EXERCISE SET »
(a) Rewrite the glacier documentation text from "This function retrieves" up to and including "the updated vectors.", changing "parallel processing" to "distributed computing".
(b) Count the lines in the data listing that contain the string "black", and reply with the number only.

TEXT TO READ »
Calculate cumulative climate statistics from the given climate data.

Keyword arguments

• climate::RasterStack: A RasterStack object containing temperature, precipitation, and gradient data.
• gradient_bounds::Vector{Float64}: A two-element vector specifying the lower and upper bounds for the gradient values. Defaults to [-0.009, -0.003].

Returns

• climate_sum::ClimateStep: A struct containing the following fields:

  • "temp": The sum of positive degree days (PDDs) from the temperature data.
  • "prcp": The sum of precipitation data.
  • "gradient": The sum of gradient data, clipped within the specified bounds.
  • "avg_temp": The average temperature.
  • "avg_gradient": The average gradient.
  • "ref_hgt": The reference height from the climate metadata.

Notes

• The temperature data is modified to only include positive degree-day values (PDDs).
• The gradient data is clipped within the specified bounds to ensure plausible values.

get_glathida!(glaciers::Vector{G}, params::Parameters; force=false) where {G <: Glacier2D}

Retrieve and process glacier thickness data for a vector of Glacier2D objects.

Arguments

• glaciers::Vector{Glacier2D}: A vector of Glacier2D objects for which the glacier thickness data is to be retrieved.
• params::Parameters: A Parameters object containing simulation parameters.
• force::Bool=false: A boolean flag indicating whether to force the retrieval of glacier thickness data.

Returns

• gtd_grids::Vector: A vector of glacier thickness data grids.
• glaciers::Vector{Glacier2D}: The updated vector of Glacier2D objects after removing glaciers with no data.

Description

This function retrieves glacier thickness data for each glacier in the input vector using parallel processing. It updates a list of missing glaciers if any glacier has all data points equal to zero. The function then removes glaciers with no data from both the gtd_grids and glaciers vectors and returns the updated vectors.

Notes

• The function uses pmap for parallel processing of glaciers.
• The list of missing glaciers is stored in a JLD2 file located at params.simulation.working_dir/data/missing_glaciers.jld2.
• Glaciers with no data are identified and removed based on the condition that all data points in their thickness grid are zero.

get_glathida_glacier(glacier::Glacier2D, params::Parameters, force)

(Data listing)
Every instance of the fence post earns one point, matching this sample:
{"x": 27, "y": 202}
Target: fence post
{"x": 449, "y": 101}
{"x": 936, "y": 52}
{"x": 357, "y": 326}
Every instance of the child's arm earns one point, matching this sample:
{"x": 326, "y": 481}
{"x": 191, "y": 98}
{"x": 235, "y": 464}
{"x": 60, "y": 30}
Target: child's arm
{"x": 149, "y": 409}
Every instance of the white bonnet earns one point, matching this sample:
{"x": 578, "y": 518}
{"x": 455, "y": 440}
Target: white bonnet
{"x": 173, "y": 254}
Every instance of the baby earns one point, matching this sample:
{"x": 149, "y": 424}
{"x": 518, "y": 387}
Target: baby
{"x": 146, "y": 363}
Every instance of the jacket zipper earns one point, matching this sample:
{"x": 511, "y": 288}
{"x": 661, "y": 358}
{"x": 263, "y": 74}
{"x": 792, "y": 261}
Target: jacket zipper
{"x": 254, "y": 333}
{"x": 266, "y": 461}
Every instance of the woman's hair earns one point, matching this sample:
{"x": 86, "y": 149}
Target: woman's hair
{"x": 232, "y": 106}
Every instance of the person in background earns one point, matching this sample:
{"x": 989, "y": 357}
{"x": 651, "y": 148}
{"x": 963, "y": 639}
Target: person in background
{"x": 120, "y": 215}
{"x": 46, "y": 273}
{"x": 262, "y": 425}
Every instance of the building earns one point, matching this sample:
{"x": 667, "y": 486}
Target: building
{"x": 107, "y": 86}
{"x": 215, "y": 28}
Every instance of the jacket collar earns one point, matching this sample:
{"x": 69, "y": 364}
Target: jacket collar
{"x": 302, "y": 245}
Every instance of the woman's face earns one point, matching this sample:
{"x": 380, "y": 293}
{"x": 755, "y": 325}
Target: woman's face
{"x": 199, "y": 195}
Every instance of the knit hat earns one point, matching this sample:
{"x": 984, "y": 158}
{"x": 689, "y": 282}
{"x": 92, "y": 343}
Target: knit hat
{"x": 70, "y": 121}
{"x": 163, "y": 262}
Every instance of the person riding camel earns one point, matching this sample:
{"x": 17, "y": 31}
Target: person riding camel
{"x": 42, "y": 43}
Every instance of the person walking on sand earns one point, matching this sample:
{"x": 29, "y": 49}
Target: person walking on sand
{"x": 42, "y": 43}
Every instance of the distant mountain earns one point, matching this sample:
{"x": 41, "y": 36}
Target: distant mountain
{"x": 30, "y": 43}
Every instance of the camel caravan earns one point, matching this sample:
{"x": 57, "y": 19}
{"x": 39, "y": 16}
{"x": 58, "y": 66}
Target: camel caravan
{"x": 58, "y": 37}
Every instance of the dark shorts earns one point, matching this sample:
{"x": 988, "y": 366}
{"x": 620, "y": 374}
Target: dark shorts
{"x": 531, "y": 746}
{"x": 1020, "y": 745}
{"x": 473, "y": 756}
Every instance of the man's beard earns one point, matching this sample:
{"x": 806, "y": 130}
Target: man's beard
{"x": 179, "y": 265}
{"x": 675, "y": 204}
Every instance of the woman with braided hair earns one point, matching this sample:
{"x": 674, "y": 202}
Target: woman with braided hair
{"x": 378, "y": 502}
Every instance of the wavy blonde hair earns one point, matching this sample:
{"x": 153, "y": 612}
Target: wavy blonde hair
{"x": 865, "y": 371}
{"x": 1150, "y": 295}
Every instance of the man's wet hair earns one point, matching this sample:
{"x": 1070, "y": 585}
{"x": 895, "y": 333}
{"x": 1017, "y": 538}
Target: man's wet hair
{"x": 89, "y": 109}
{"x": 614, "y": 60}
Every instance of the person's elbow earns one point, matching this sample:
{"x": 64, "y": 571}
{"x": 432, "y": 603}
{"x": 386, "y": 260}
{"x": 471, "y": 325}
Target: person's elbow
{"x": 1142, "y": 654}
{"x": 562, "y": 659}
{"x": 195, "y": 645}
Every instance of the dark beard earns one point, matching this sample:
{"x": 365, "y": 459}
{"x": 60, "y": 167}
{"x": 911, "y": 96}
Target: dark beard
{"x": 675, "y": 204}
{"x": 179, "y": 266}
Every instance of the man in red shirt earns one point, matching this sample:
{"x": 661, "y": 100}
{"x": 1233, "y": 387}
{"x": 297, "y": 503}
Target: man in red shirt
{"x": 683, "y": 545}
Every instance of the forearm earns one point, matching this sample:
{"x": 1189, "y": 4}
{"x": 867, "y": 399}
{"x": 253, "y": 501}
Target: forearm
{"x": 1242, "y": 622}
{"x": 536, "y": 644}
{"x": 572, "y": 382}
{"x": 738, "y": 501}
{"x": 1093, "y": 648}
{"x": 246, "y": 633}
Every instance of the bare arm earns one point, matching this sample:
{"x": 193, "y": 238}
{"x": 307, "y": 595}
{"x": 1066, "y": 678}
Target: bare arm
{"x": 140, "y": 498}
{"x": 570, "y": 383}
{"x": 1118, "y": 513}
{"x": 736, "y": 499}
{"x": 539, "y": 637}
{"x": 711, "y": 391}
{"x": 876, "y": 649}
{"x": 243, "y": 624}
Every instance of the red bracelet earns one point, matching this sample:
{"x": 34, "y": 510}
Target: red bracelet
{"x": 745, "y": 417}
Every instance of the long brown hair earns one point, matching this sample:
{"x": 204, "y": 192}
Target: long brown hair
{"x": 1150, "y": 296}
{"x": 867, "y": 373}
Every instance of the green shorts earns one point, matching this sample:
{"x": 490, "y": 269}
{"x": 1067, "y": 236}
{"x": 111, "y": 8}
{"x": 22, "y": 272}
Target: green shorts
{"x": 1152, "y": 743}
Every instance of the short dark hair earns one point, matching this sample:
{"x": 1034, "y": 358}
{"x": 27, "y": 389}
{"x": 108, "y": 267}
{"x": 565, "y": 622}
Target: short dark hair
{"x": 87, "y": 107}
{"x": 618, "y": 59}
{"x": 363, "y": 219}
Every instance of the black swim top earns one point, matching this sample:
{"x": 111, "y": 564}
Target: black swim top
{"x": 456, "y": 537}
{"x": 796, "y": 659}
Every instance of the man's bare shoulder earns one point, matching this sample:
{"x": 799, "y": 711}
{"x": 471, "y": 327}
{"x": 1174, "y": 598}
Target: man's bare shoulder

WORKED SOLUTIONS »
(a)
This function retrieves glacier thickness data for each glacier in the input vector using distributed computing. It updates a list of missing glaciers if any glacier has all data points equal to zero. The function then removes glaciers with no data from both the gtd_grids and glaciers vectors and returns the updated vectors.

(b) 2